* Extracted data *
****************************************

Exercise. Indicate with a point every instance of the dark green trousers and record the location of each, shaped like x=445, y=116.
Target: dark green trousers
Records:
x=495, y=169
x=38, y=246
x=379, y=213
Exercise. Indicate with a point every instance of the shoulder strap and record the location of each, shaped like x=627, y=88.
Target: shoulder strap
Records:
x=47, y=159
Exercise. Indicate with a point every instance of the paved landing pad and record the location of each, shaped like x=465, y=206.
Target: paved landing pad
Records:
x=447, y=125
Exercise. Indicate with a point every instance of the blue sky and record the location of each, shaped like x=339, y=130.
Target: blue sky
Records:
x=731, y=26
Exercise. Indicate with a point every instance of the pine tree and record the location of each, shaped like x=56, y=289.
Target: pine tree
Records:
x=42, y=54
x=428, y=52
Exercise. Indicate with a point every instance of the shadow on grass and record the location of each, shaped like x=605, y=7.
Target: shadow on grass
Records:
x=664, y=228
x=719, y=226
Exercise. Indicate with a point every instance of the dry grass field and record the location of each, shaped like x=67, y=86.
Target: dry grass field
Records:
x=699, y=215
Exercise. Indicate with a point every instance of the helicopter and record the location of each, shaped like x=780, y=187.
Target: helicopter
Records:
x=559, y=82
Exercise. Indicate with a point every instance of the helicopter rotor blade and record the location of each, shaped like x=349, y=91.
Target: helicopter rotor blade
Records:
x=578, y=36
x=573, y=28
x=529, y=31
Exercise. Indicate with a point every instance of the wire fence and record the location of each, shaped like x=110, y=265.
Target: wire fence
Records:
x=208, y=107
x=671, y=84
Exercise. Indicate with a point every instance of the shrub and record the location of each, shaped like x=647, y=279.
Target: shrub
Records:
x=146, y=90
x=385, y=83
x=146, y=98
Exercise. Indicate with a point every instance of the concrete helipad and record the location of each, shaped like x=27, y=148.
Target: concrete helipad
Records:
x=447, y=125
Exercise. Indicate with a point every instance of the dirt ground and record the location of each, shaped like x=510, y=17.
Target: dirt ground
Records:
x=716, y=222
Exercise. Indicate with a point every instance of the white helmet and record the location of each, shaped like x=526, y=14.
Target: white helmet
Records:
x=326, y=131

****************************************

* Aim *
Rewrite every row above, changing "shaped like" to "formatted as" wherever it appears and leaving everything else the same.

* Answer below *
Exercise. Indicate with a point every instance of the dark green trousers and record the location of each, formatted as x=445, y=116.
Target: dark green trousers
Records:
x=495, y=169
x=38, y=246
x=379, y=213
Exercise. Indicate with a point every instance of the shoulder strap and record the location of each, formatted as x=627, y=88.
Target: shoulder strap
Records:
x=47, y=159
Exercise. Indicate with a point every instance of the paved landing pad and record the location of each, formatted as x=465, y=206.
Target: paved landing pad
Records:
x=447, y=125
Exercise. Indicate with a point every instance of the blue sky and record the location of each, formatted as x=339, y=130.
Target: blue sky
Records:
x=731, y=26
Exercise. Indicate with a point every instance of the pine tree and record the location of each, formatted as x=56, y=289.
Target: pine tree
Records:
x=42, y=54
x=428, y=52
Exercise. Indicate with a point every instance of the shadow on grass and record the location of each, formatted as x=605, y=7.
Target: shadow on grass
Records:
x=664, y=228
x=719, y=226
Exercise. Indicate with a point every instance of the dry grass field and record the location of each, formatted as x=67, y=86.
Target: dry grass field
Records:
x=699, y=215
Exercise. Indicate with a point every instance of the helicopter and record the location of each, formatted as x=780, y=187.
Target: helicopter
Records:
x=559, y=82
Exercise. Indicate with a point every instance of the helicopter rotor blade and record the location of each, formatted as x=349, y=91.
Target: helicopter rotor blade
Records:
x=578, y=36
x=573, y=28
x=529, y=31
Exercise. Indicate with a point every instance of the wire fence and record the location of each, formatted as x=110, y=265.
Target: wire fence
Records:
x=208, y=107
x=671, y=84
Exercise. Indicate with a point every instance of the shrub and record the location of each, formatted as x=647, y=279.
Target: shrub
Records:
x=146, y=90
x=385, y=83
x=146, y=98
Exercise. Indicate with a point every instance of the concrete helipad and record the location of each, formatted as x=27, y=148.
Target: concrete helipad
Records:
x=447, y=125
Exercise. Indicate with a point every instance of the dirt ground and record the location of each, formatted as x=510, y=17.
Target: dirt ground
Records:
x=716, y=222
Exercise. Indicate with a point every instance of the white helmet and record the location of each, formatted as x=526, y=14.
Target: white helmet
Records:
x=326, y=131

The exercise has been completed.